* _TASK INSTRUCTIONS_:
Reproduce every line of the data between the line holding "target: puddle on ground" and the line holding "74), (262, 75)]", inclusive, keeping the request lines as they are. In the answers, multiply each coordinate by 1.3 and round to the nearest whole number, rounding halves up.

Boundary labeling data:
▼

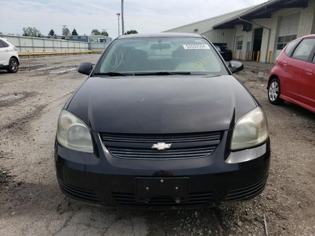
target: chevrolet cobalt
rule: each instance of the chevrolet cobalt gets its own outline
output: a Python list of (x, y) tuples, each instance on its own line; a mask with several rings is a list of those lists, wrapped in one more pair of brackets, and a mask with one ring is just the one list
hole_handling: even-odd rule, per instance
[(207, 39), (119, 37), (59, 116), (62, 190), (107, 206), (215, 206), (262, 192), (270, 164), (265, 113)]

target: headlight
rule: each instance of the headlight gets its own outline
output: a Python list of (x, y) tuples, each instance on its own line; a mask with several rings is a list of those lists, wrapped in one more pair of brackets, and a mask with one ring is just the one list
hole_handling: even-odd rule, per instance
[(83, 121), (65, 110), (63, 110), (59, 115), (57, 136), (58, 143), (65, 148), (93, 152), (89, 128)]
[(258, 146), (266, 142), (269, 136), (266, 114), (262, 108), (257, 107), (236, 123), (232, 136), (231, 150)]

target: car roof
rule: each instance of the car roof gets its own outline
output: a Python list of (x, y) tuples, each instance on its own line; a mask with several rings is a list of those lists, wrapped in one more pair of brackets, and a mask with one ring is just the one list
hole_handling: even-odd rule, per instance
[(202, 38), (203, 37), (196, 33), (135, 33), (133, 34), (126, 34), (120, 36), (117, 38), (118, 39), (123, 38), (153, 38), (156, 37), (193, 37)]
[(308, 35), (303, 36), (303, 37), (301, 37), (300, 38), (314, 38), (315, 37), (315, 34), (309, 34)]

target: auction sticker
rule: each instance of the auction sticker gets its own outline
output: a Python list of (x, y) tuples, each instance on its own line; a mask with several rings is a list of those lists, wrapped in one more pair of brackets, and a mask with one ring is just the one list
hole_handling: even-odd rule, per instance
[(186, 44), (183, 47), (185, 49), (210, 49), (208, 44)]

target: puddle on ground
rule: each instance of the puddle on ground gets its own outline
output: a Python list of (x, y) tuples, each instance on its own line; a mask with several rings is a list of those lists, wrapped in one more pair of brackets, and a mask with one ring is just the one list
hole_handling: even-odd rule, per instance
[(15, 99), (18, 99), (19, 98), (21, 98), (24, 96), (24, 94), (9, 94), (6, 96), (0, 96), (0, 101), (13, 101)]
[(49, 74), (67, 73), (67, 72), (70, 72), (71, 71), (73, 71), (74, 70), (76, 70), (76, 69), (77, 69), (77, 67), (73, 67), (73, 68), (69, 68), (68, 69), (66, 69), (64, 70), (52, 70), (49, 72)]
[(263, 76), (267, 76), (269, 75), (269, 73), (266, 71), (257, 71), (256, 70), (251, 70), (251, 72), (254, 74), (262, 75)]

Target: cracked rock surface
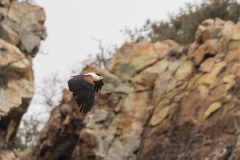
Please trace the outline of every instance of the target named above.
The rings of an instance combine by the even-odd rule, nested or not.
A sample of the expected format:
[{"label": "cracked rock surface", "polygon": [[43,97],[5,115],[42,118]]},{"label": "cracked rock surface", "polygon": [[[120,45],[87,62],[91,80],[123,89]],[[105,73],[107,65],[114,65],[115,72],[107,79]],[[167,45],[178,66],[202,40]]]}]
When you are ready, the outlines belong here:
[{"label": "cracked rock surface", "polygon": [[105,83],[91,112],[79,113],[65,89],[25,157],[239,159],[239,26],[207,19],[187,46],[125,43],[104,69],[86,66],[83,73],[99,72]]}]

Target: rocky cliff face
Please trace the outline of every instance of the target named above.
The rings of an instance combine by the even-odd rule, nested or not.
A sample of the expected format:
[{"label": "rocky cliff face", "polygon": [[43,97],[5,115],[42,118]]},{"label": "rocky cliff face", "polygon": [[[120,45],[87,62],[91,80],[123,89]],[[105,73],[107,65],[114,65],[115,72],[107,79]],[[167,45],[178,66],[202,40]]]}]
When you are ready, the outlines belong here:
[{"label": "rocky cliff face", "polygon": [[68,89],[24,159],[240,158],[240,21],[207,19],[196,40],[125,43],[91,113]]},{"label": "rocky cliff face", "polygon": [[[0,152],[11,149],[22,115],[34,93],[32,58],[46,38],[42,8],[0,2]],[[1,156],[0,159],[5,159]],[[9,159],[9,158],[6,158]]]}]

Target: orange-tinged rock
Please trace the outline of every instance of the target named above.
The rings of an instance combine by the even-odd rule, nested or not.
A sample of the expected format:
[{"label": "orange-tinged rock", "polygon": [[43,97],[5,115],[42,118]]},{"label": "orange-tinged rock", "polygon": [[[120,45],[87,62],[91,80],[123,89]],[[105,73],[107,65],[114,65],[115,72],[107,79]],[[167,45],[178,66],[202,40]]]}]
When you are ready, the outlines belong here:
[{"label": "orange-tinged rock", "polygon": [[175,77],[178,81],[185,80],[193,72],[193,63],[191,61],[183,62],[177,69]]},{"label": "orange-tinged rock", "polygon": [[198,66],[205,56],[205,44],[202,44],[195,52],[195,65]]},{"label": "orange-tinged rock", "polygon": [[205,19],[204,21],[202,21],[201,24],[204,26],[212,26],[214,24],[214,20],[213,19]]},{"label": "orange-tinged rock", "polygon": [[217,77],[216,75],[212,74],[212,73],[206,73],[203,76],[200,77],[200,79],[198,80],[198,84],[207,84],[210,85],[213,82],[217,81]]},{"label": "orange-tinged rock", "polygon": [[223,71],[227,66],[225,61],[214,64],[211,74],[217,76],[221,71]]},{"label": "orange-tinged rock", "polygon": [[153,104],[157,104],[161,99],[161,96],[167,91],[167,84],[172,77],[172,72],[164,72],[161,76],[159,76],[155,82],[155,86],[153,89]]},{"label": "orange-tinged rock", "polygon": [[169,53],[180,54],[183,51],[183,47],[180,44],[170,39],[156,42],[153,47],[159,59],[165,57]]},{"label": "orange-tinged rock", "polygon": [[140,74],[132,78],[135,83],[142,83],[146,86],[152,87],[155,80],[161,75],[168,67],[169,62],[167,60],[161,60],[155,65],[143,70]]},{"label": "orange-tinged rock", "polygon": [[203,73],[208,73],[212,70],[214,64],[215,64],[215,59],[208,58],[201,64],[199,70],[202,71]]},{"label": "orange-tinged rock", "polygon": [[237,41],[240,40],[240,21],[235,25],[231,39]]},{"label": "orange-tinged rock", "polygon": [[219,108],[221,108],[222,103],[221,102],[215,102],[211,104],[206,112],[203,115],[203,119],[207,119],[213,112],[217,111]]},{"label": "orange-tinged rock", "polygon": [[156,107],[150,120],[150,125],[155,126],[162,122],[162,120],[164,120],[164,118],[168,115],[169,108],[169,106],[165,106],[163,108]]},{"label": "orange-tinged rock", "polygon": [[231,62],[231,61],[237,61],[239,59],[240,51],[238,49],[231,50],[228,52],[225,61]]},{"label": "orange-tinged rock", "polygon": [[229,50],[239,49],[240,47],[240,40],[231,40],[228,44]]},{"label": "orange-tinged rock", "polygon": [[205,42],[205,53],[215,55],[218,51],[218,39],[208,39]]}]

▲

* _EXPECTED ANSWER_:
target: puddle on ground
rule: each instance of the puddle on ground gets its own outline
output: a Python list of (x, y) tuples, each instance on its own line; a mask with several rings is a list of those lists, wrapped in one more pair of brackets, and a mask with one ring is just the one list
hole_handling: even-odd rule, per instance
[(20, 129), (23, 129), (25, 127), (27, 127), (31, 125), (31, 122), (12, 122), (8, 125), (0, 125), (0, 131), (17, 131)]
[(64, 96), (87, 95), (87, 94), (91, 94), (92, 92), (95, 92), (96, 91), (99, 91), (99, 90), (100, 90), (100, 87), (95, 87), (95, 88), (90, 88), (88, 90), (86, 90), (83, 91), (68, 91), (64, 94)]
[(342, 99), (347, 99), (350, 98), (350, 95), (346, 92), (334, 92), (333, 91), (326, 91), (326, 94), (330, 96), (341, 98)]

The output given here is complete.